BEGIN

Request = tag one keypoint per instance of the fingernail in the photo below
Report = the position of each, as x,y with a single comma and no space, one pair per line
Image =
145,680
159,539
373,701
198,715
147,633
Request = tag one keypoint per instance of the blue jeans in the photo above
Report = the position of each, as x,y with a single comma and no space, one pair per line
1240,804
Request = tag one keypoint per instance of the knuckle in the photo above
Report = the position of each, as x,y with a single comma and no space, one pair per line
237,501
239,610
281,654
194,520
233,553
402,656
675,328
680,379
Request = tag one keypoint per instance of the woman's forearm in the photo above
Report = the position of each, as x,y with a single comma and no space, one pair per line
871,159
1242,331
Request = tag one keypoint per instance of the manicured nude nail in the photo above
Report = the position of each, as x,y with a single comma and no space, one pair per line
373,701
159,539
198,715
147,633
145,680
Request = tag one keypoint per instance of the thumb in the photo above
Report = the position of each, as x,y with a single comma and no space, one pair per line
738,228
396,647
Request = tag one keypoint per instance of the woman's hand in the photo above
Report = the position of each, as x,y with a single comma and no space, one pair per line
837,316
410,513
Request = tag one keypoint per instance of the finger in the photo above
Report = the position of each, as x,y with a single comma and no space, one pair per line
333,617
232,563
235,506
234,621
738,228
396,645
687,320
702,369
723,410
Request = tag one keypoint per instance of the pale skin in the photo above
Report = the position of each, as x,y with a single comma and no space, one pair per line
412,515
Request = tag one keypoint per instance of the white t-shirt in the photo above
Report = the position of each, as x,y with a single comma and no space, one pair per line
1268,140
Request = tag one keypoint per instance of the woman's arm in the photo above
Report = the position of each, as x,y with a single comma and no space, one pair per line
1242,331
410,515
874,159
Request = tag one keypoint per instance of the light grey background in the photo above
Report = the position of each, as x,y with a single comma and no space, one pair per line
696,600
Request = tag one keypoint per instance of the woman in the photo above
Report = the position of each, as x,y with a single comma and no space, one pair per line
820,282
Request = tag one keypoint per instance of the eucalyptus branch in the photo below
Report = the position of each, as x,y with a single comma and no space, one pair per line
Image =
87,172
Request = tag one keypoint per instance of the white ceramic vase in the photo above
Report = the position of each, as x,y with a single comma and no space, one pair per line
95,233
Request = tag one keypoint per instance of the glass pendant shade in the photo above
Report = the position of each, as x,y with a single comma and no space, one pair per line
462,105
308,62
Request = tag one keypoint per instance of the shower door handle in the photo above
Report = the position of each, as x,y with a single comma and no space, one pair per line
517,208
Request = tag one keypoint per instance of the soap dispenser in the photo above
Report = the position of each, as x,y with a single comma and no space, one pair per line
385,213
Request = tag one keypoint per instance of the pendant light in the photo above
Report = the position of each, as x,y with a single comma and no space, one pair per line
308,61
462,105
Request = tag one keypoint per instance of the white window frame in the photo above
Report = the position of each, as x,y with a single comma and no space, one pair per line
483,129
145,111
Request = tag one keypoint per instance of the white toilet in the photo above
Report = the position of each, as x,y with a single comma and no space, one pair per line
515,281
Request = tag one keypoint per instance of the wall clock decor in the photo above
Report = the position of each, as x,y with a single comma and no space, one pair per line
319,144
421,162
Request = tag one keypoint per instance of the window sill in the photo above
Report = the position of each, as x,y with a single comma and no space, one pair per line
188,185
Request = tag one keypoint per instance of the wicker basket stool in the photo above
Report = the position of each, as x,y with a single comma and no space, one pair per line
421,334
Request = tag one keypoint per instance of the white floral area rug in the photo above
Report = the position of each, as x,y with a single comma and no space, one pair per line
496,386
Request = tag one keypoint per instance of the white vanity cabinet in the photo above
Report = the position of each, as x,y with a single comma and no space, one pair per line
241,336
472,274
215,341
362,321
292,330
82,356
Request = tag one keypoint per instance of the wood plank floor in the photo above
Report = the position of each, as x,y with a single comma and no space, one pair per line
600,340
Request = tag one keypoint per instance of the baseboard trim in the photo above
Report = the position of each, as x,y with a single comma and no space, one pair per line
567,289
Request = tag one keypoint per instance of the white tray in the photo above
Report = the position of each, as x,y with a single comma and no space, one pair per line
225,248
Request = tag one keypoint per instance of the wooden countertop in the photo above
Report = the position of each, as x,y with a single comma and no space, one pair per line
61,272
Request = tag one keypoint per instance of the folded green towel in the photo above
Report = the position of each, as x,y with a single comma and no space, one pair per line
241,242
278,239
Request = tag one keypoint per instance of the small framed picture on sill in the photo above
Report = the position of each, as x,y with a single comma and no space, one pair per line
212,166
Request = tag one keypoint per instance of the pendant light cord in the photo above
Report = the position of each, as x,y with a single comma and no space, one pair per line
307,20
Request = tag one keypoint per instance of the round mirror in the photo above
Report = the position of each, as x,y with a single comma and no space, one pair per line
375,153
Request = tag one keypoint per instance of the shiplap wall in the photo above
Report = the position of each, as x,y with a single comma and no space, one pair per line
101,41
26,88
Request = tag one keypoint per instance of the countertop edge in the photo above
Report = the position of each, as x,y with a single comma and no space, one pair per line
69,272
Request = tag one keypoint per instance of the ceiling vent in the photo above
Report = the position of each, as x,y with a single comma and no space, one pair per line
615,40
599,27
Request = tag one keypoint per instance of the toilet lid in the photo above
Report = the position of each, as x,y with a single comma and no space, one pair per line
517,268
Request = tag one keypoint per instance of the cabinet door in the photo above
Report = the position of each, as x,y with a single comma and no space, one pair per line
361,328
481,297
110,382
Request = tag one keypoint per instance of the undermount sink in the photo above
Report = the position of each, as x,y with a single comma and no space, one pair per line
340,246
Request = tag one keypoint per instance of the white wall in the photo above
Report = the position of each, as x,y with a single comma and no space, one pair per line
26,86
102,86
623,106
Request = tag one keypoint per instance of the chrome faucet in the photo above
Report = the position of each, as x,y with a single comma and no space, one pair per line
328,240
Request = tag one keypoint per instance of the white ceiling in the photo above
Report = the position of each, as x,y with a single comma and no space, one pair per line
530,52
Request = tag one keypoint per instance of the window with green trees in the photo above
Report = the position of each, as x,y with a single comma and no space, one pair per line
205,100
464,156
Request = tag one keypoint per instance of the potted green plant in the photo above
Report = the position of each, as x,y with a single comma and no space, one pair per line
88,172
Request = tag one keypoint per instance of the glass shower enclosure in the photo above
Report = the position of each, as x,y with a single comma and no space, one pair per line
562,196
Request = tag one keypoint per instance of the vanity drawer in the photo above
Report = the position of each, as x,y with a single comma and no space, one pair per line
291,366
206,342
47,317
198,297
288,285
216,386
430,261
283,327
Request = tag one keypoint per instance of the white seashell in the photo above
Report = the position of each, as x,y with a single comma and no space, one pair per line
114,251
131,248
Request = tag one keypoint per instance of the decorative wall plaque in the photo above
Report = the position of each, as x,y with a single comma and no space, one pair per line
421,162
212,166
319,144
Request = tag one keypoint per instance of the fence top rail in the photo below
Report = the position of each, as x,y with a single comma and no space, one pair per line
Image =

END

Repeat the data precisely, reproducing every entry.

(SOLUTION FOR THIS PROBLEM)
Request = tag one keypoint per instance of the fingernail in the photo below
Report = the position of each, as x,y with a single comma and no space, one pair per line
Image =
145,680
159,539
373,701
198,715
147,633
Request = tag one keypoint per instance of the blue jeans in the photo above
Report = the position of each, as x,y with a single comma and no space, one pair per line
1240,804
Request = tag one keypoint per instance of the knuckle in the photo above
Report = the position of each, as x,y with a single comma and no space, one pair per line
237,501
239,610
281,654
194,520
233,553
402,656
675,328
680,379
Request = tag one keypoint per instance of the woman's forearm in the photo above
Report = the position of each, as x,y with a single comma and no space, one pair per line
871,159
1242,331
Request = tag one keypoint per instance of the manicured nude nail in the photo above
Report = the position of each, as x,y with a single comma and no space, one pair per line
373,701
159,539
198,715
147,633
145,680
Request = tag one keypoint per instance of the thumb in the photo above
Report = the position of each, as x,y with a single comma and no space, one pair per line
738,228
396,647
Request = tag one keypoint per instance of the woman's hand in the photo above
Report = the position of each, as x,y with a single comma and no space, one pair per line
837,316
410,513
Request = tag one keypoint per instance of the finger in the photo above
Report = the position of each, as x,y with a single comma and no space, one pair per line
333,617
232,563
235,506
234,621
738,228
396,645
687,320
702,369
723,410
Request = tag one keypoint per instance of the pale skin in the photo above
Report = the position of each, as x,y with a single comma and no space, one pair per line
412,515
Request = tag one keypoint per instance of the white t-shirt in the photo above
Report = the position of each, as x,y with a single comma and no space, one pair per line
1268,140
Request = tag one keypoint per instance of the woman's arm in the photo above
Report = the position of each, as x,y with a single comma and no space, one pair per line
1242,331
410,515
874,159
Request = tag one keypoint per instance of the light grey background in the photo above
Report = the position of each, as x,y with a single comma and no space, one pair per line
696,600
Request = tag one keypoint per instance of the woman in the photo above
Report = the position of each, as x,y with a single comma and no space, one pair per line
820,282
Request = tag one keypoint per instance of the eucalyptus branch in the photo below
Report = the position of each, as x,y with a single comma and no space, one pair per line
Image =
87,172
Request = tag one keypoint per instance of the white ceramic vase in the photo above
Report = the position of each, as x,y with a single comma and no space, one pair per line
95,233
Request = tag one keypoint per instance of the glass pendant shade in the photo above
Report = the position of each, as x,y with a single comma and no space, one pair per line
462,105
308,62
Request = tag one keypoint per instance of the shower door handle in the photo above
Report = the position of each, as x,y with a single comma and no space, one pair per line
517,208
Request = tag one keypoint per instance of the soap dispenser in the photo above
Report = the position of each, as x,y with a single comma and no space, one pair per line
385,213
Request = tag one keypoint per instance of the pendant light in the photo above
Report = the position of each, as x,y with a single comma and no space, one pair per line
308,61
462,105
Request = tag one keypoint per instance of the white window frame in the photo above
Report = the position of each, as x,y with a single comma and no space, one pair per line
483,129
145,111
Request = tag one keypoint per instance of the white toilet in the photo above
Report = the position of each, as x,y with a single comma and no space, one pair per line
515,281
Request = tag one keypoint per instance of the wall clock decor in the photo above
Report = the position of each, as x,y with a single comma and no space, one pair per line
319,144
421,162
Request = tag one keypoint per instance of the window sill in the photo above
Report = the position of each, as x,y with a single comma and no space, one pair per line
188,185
Request = tag one keypoint per instance of the wicker basket stool in the photo above
Report = the position of each, as x,y with a single comma and no space, one pair per line
421,334
Request = tag one keypoint per instance of the white floral area rug in the photo above
Report = the position of each, as x,y with a single comma and no space, one pair per line
496,386
Request = tag one keypoint per instance of the white vanity cabinet in the photo above
Report = the position of each, as x,y with a single comma and no space, one pair per line
241,336
472,274
215,341
362,321
292,330
82,356
Request = tag one keypoint per instance of the wood plank floor in the photo above
Report = the position of each, as x,y with a single comma and no space, one pair per line
600,340
Request = tag one keypoint per instance of the baseboard trim in the photo above
Report = the position of each, as x,y with a single comma and no space, one pair per line
567,289
Request = tag one keypoint per instance of the white tray in the photo above
Report = the position of each, as x,y with a single comma and no space, one pair per line
225,248
Request = tag one keypoint per instance of the wooden countertop in the photo above
Report = the position of each, as x,y with a single comma and no space, one pair per line
61,272
Request = tag one keypoint per instance of the folded green towel in the photo above
Report = the position of each, as x,y with a single comma and no space, one pair per line
241,242
278,239
Request = tag one keypoint per instance of the small framed picture on sill in the photo above
Report = the position of each, as x,y with a single comma and no space, one pair per line
212,166
Request = tag one keypoint per instance of the pendant light cord in the photo above
Report = the position of each, as x,y with a single comma and no space, one pair per line
307,20
Request = tag one keypoint per instance of the round mirror in the photo above
Report = the position of each, as x,y with a single comma and no space, one pair per line
375,153
Request = tag one keypoint per instance of the shiplap wall in the photo above
Report = the position of each, as x,y with a single comma and no space, one pair per line
101,41
26,88
Request = tag one keypoint per instance of the countertop edge in the photo above
Report = the position of each, as x,y with a single comma and no space, one pair per line
69,272
Request = tag one keypoint per instance of the ceiling vent in the photo above
Report = the position of each, as x,y with a single comma and no space, one pair per line
615,40
599,27
Request = tag one keypoint per instance of the toilet lid in the photo above
Report = the position of each, as x,y with a single comma and no space, one pair per line
517,268
Request = tag one keypoint per instance of the cabinet door in the photo above
Report = the position of each, as x,y with a single comma and no space, one pair per line
361,328
481,297
110,382
Request = tag one keypoint per instance of the undermount sink in the photo above
Report = the position of each, as x,y with a single comma and no space, one pair per line
340,246
Request = tag one keypoint per instance of the white wall in the photo above
Report = the position of each, as x,y with a single comma and no space, one pair per line
26,86
102,86
623,106
Request = tag one keypoint per instance of the chrome faucet in the photo above
Report = the position of each, as x,y with a single comma and no space, one pair per line
328,240
Request = tag one keypoint per instance of the white ceiling in the photo above
Report = the position of each, as x,y with a single comma and no space, one pair per line
530,52
Request = tag one keypoint per instance of the window with green trees in the photo above
Report = the position of each, as x,y with a single comma and no space, one pair per line
205,100
464,156
Request = tag one keypoint per instance of the potted green plant in the photo above
Report = the position of each, as x,y with a single comma and no space, one pair per line
88,172
Request = tag one keypoint per instance of the glass shower enclosure in the photo above
Report = the position of each, as x,y with a single comma and no space, one pair per line
562,196
Request = tag one keypoint per instance of the vanity drawer in the photo above
Report = the position of each, as x,y with a single comma and no space, one pair per line
291,366
206,342
47,317
198,297
288,285
216,386
430,261
283,327
Request = tag one keypoint per instance of the white seashell in the photo above
Report = the position of each, as x,y with a single comma and no space, one pair per line
114,251
131,248
Request = tag one keypoint per instance of the decorative wall plaque in the photo above
Report = the position of each, as x,y with a single comma and no space, one pair per line
421,162
212,166
319,144
Request = tag one keypoint per instance of the fence top rail in the photo below
Report = the position of each, as x,y with a single comma and no space, one pair per line
Image =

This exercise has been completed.